**What you need to do**:
Return each line of the data below unchanged, please.

**Supplied information**:
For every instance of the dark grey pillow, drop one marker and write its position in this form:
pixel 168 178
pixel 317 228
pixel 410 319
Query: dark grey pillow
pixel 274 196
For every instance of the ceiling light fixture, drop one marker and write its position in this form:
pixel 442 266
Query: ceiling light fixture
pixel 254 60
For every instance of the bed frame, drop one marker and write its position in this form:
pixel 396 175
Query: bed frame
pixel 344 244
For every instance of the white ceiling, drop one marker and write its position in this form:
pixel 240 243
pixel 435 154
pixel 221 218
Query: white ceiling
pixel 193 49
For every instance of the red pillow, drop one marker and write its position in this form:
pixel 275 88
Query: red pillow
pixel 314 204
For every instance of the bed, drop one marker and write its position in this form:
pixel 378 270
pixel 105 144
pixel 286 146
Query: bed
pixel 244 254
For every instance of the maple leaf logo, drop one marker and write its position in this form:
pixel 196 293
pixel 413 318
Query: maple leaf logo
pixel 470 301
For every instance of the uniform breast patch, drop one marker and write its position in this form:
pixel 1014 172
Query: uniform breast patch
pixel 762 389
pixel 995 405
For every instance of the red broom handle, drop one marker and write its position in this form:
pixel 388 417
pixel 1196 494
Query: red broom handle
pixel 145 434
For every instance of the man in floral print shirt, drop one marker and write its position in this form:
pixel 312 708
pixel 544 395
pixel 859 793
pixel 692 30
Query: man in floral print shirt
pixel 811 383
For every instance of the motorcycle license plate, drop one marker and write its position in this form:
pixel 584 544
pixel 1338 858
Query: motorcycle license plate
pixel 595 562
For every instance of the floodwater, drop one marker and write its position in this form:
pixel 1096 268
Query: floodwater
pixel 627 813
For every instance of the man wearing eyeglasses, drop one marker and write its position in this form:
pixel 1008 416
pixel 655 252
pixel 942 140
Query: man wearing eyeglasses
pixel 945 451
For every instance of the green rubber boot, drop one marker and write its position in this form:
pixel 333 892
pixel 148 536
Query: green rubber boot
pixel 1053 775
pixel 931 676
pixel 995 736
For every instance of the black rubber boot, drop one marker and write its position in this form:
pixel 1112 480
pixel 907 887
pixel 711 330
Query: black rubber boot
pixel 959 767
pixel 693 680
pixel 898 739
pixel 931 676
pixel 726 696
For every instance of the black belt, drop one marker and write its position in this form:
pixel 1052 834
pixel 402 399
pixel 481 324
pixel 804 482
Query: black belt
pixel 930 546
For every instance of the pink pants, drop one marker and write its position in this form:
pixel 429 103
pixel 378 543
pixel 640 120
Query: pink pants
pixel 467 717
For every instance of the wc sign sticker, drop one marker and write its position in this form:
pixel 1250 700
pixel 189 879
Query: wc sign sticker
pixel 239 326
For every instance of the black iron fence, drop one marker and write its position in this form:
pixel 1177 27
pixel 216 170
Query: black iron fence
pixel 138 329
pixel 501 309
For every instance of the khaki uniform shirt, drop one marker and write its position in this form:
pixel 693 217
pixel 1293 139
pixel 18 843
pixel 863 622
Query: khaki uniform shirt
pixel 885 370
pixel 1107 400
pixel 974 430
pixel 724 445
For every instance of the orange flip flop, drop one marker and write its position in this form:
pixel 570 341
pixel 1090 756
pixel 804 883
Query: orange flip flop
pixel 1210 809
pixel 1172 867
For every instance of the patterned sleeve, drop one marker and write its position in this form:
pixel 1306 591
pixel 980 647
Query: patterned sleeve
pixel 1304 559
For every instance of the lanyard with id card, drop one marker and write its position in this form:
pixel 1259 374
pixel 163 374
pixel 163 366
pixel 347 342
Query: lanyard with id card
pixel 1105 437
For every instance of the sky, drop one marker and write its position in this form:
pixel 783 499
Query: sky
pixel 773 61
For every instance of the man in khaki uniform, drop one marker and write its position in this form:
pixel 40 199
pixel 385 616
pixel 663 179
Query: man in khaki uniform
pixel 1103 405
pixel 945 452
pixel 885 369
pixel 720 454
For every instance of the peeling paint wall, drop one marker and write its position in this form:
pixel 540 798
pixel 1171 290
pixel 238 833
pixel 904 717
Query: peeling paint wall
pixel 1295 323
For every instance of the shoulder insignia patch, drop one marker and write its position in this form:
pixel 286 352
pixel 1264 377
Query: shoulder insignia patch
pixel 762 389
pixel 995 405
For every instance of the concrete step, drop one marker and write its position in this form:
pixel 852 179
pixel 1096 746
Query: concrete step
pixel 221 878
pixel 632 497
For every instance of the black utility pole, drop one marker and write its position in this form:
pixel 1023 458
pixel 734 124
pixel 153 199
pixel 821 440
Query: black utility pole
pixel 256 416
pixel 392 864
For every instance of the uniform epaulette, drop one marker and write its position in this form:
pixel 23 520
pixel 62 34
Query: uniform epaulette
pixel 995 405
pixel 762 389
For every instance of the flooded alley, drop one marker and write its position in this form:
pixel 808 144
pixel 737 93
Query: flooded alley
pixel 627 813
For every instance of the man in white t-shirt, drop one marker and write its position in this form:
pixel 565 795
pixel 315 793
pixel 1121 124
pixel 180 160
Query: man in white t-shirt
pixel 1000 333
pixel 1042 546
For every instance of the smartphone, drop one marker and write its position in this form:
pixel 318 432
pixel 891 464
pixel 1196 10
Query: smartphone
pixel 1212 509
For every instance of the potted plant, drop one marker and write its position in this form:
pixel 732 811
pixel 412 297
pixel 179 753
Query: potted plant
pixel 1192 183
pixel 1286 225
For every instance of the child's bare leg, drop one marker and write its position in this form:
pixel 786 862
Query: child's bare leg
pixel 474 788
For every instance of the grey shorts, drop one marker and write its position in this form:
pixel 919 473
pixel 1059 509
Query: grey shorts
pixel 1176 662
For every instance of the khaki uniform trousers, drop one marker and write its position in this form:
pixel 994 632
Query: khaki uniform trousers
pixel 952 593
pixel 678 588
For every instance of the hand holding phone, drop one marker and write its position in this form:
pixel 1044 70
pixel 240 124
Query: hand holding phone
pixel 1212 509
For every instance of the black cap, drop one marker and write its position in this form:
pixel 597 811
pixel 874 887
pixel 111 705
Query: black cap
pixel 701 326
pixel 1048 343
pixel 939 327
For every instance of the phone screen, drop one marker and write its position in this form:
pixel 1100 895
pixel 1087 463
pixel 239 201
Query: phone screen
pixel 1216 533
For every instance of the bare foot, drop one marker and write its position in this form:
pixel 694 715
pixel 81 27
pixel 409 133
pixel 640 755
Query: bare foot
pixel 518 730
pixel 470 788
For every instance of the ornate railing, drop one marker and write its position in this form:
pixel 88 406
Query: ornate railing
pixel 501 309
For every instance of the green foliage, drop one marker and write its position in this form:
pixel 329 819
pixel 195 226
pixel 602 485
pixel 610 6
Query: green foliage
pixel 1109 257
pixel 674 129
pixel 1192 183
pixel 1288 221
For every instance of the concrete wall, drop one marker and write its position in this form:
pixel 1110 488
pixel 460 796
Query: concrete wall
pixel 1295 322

**Written solution**:
For every instance of the dark grey pillow, drop one marker and write its position in this form:
pixel 168 178
pixel 317 228
pixel 410 319
Query: dark grey pillow
pixel 274 196
For every instance of the ceiling light fixture, drop one marker and write its position in this form:
pixel 442 266
Query: ceiling light fixture
pixel 254 60
For every instance of the bed frame, drop one marker and write its position in this form:
pixel 396 175
Query: bed frame
pixel 344 244
For every instance of the white ceiling, drop one marker and write its position in this form:
pixel 240 243
pixel 435 154
pixel 221 218
Query: white ceiling
pixel 193 49
For every instance of the red pillow, drop one marker and write its position in this form:
pixel 275 88
Query: red pillow
pixel 314 204
For every instance of the bed, drop one marker and write its position in this form:
pixel 378 270
pixel 105 144
pixel 286 146
Query: bed
pixel 244 254
For every instance of the maple leaf logo, drop one marker and write its position in this form:
pixel 196 293
pixel 413 318
Query: maple leaf logo
pixel 470 301
For every instance of the uniform breast patch, drop one marker and write its position in this form:
pixel 1014 172
Query: uniform breast patch
pixel 762 389
pixel 995 405
For every instance of the red broom handle, drop one marker and write its position in this form:
pixel 388 417
pixel 1196 494
Query: red broom handle
pixel 145 434
For every instance of the man in floral print shirt, drop one marker and write its position in this form:
pixel 312 708
pixel 544 395
pixel 859 793
pixel 692 30
Query: man in floral print shirt
pixel 811 383
For every instance of the motorcycle license plate, drop one marker and write its position in this form:
pixel 584 544
pixel 1338 858
Query: motorcycle license plate
pixel 595 562
For every instance of the floodwater, drop one marker and write its position in this form:
pixel 1096 268
Query: floodwater
pixel 627 813
For every instance of the man wearing eyeglasses, drop one marker and write its position in this form:
pixel 1008 416
pixel 655 252
pixel 942 140
Query: man wearing eyeglasses
pixel 945 451
For every instance of the green rubber boot, drop one marker and write its position in this form:
pixel 333 892
pixel 148 536
Query: green rubber boot
pixel 1053 775
pixel 931 676
pixel 995 736
For every instance of the black rubber boot, drop one marker and write its position in this form:
pixel 1112 480
pixel 907 887
pixel 711 330
Query: black rubber boot
pixel 959 767
pixel 693 680
pixel 898 739
pixel 931 676
pixel 726 696
For every instance of the black belt, drop one marker and write its position in this form:
pixel 1052 834
pixel 402 399
pixel 481 324
pixel 804 482
Query: black belt
pixel 930 546
For every instance of the pink pants, drop one marker and write its position in this form:
pixel 429 103
pixel 378 543
pixel 640 120
Query: pink pants
pixel 467 717
For every instance of the wc sign sticker, drop one marker and write its position in this form:
pixel 1250 700
pixel 189 879
Query: wc sign sticker
pixel 239 326
For every instance of the black iron fence, drop one marker and write its position in this form:
pixel 1177 27
pixel 216 170
Query: black iron fence
pixel 138 329
pixel 501 309
For every instance of the khaki uniform shirt, drop one marker and write its position in this form:
pixel 693 217
pixel 1293 139
pixel 18 843
pixel 863 622
Query: khaki uniform shirt
pixel 885 370
pixel 1107 400
pixel 974 430
pixel 724 445
For every instance of the orange flip flop, drop one marker and write its position in this form:
pixel 570 341
pixel 1090 756
pixel 804 883
Query: orange flip flop
pixel 1210 809
pixel 1172 867
For every instance of the patterned sleeve, drop one marker and write its position in this form:
pixel 1306 591
pixel 980 647
Query: patterned sleeve
pixel 1304 559
For every instance of the lanyard with id card, drop one marker and write its position in this form:
pixel 1259 374
pixel 163 374
pixel 163 366
pixel 347 342
Query: lanyard with id card
pixel 1105 437
For every instance of the sky, drop one marker and write its position in this form:
pixel 783 499
Query: sky
pixel 773 61
For every instance of the man in khaki uniform, drop one marker and write its position in this form:
pixel 40 199
pixel 385 616
pixel 663 179
Query: man in khaki uniform
pixel 1103 405
pixel 945 452
pixel 885 369
pixel 720 454
For every instance of the peeling paint wall, drop one marker and write its position in this form:
pixel 540 798
pixel 1171 290
pixel 238 833
pixel 904 717
Query: peeling paint wall
pixel 1295 323
For every instance of the shoulder insignia patch, drop one marker and write its position in this form:
pixel 286 352
pixel 1264 377
Query: shoulder insignia patch
pixel 762 389
pixel 995 405
For every instance of the concrete step, drop one marker and write its position in this form:
pixel 852 179
pixel 1096 746
Query: concrete step
pixel 221 878
pixel 632 497
For every instance of the black utility pole, drop one marker and write its position in this form:
pixel 1023 458
pixel 734 124
pixel 153 199
pixel 821 440
Query: black utility pole
pixel 256 416
pixel 392 864
For every instance of the uniform epaulette, drop one marker and write its position in this form:
pixel 23 520
pixel 62 34
Query: uniform epaulette
pixel 995 405
pixel 762 389
For every instance of the flooded alley, drop one marker and write its position in this form:
pixel 808 144
pixel 737 93
Query: flooded alley
pixel 627 813
For every instance of the man in white t-shirt, drop one marker and write its position in this form:
pixel 565 795
pixel 315 793
pixel 1121 124
pixel 180 160
Query: man in white t-shirt
pixel 1000 333
pixel 1042 546
For every instance of the smartphone, drop one marker and write its position in this form:
pixel 318 432
pixel 891 464
pixel 1196 10
Query: smartphone
pixel 1212 509
For every instance of the potted plant, drop one marker and write its position in this form:
pixel 732 811
pixel 412 297
pixel 179 753
Query: potted plant
pixel 1192 183
pixel 1286 225
For every instance of the child's bare leg, drop one marker and write its position in this form:
pixel 786 862
Query: child's bare leg
pixel 474 788
For every instance of the grey shorts, drop one marker and write its position in this form:
pixel 919 473
pixel 1059 509
Query: grey shorts
pixel 1176 662
For every instance of the khaki uniform trousers, drop one marker and write its position in this form:
pixel 994 632
Query: khaki uniform trousers
pixel 952 593
pixel 678 588
For every instance of the hand holding phone, drop one marker and write its position in this form:
pixel 1044 70
pixel 240 124
Query: hand holding phone
pixel 1212 509
For every instance of the black cap, drop one marker and write its position in this form:
pixel 597 811
pixel 874 887
pixel 111 705
Query: black cap
pixel 701 326
pixel 1048 343
pixel 939 327
For every instance of the phone screen, drop one marker and write its position in this form:
pixel 1100 895
pixel 1087 463
pixel 239 201
Query: phone screen
pixel 1216 533
For every instance of the bare foot, drop one marker and write its position in this form:
pixel 694 715
pixel 81 27
pixel 409 133
pixel 640 755
Query: bare foot
pixel 518 730
pixel 470 788
For every instance of the ornate railing, drop one marker and write its position in this form:
pixel 88 406
Query: ornate railing
pixel 501 309
For every instance of the green foliage, drop one marker and write its position in this form:
pixel 329 819
pixel 195 226
pixel 602 485
pixel 610 6
Query: green foliage
pixel 1109 257
pixel 674 129
pixel 1192 183
pixel 1288 221
For every instance of the concrete wall, drop one marker and write its position in this form:
pixel 1110 488
pixel 460 796
Query: concrete wall
pixel 1295 322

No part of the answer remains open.